*TASK INSTRUCTIONS*
Turn every line of the material below into a JSON list of strings, one string per line, with blank lines left out.

*EXTRACTED DATA*
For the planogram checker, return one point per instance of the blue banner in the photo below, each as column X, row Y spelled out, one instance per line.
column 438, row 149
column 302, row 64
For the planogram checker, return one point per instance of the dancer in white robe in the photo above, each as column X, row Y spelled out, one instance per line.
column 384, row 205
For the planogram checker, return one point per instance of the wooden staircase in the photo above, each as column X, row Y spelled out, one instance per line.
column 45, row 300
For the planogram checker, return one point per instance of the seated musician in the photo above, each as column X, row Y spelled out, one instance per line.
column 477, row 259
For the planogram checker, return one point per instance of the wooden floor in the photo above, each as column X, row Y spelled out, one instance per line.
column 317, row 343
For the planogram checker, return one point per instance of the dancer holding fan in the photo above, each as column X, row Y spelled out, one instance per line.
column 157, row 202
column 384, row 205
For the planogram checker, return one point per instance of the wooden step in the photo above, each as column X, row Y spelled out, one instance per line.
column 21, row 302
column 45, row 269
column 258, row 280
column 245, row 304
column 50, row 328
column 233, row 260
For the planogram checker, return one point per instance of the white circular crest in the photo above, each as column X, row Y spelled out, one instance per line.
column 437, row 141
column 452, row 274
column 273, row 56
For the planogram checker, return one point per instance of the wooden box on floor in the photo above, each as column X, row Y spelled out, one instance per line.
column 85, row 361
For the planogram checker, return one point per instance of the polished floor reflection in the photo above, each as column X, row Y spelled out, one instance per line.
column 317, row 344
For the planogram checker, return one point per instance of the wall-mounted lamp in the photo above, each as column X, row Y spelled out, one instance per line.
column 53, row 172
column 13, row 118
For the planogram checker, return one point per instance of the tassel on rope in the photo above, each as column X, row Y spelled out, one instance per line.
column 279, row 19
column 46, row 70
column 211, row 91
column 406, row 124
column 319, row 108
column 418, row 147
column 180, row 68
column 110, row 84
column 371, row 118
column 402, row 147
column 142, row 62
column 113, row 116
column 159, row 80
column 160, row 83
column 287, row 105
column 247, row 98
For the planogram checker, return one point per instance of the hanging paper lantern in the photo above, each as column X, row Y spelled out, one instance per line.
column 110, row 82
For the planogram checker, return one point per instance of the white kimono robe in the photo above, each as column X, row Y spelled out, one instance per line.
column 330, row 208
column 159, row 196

*REPLY*
[
  "For the planogram checker, return one point per instance of the blue banner in the photo below, each as column X, row Y spelled out, one instance per line.",
  "column 438, row 149",
  "column 302, row 64",
  "For the planogram checker, return one point per instance of the dancer in white robe in the photo above, each as column X, row Y spelled out, one instance per line.",
  "column 384, row 205",
  "For the planogram checker, return one point per instance of the wooden staircase in the photo above, each as column X, row Y spelled out, one instance per line.",
  "column 45, row 300",
  "For the planogram checker, return one point per instance of the seated musician in the photo above, each as column X, row Y spelled out, one instance per line.",
  "column 477, row 259",
  "For the planogram checker, return one point per instance of the wooden floor in the photo above, each as column X, row Y spelled out, one instance per line.",
  "column 317, row 343",
  "For the planogram checker, return one point per instance of the dancer holding fan in the photo above, each as column X, row Y spelled out, one instance per line.",
  "column 157, row 202",
  "column 384, row 205",
  "For the planogram checker, return one point per instance of the wooden step in the photo above, each as column X, row Y spelled out, one instance per line.",
  "column 21, row 302",
  "column 45, row 269",
  "column 258, row 280",
  "column 245, row 304",
  "column 50, row 328",
  "column 233, row 260",
  "For the planogram checker, return one point per instance of the white circular crest in the photo above, each as column X, row Y spelled out, one instance per line.",
  "column 437, row 141",
  "column 452, row 274",
  "column 273, row 56",
  "For the planogram checker, return one point per instance of the wooden box on floor in the photo above, each as column X, row Y spelled out, one instance per line.",
  "column 85, row 361",
  "For the planogram checker, return one point per instance of the polished floor reflection in the photo above, each as column X, row Y spelled out, one instance per line.",
  "column 317, row 344",
  "For the planogram checker, return one point per instance of the wall-mounted lamp in the photo above, each as column X, row Y spelled out, one instance per line.",
  "column 53, row 172",
  "column 13, row 118",
  "For the planogram checker, return one point per instance of the tassel on rope in the photo above, each as column X, row Y spelled out, one instance per line.",
  "column 279, row 19",
  "column 46, row 70",
  "column 211, row 91",
  "column 406, row 124",
  "column 319, row 108",
  "column 418, row 147",
  "column 180, row 68",
  "column 110, row 84",
  "column 371, row 118",
  "column 402, row 147",
  "column 142, row 62",
  "column 113, row 116",
  "column 159, row 80",
  "column 160, row 83",
  "column 287, row 105",
  "column 247, row 98",
  "For the planogram checker, return one point per instance of the hanging paper lantern in the photo above, each as column X, row Y spelled out, one instance per line.",
  "column 110, row 82",
  "For the planogram checker, return one point per instance of the white kimono robe in the photo above, each as column X, row Y spelled out, one instance per line.",
  "column 330, row 208",
  "column 159, row 196"
]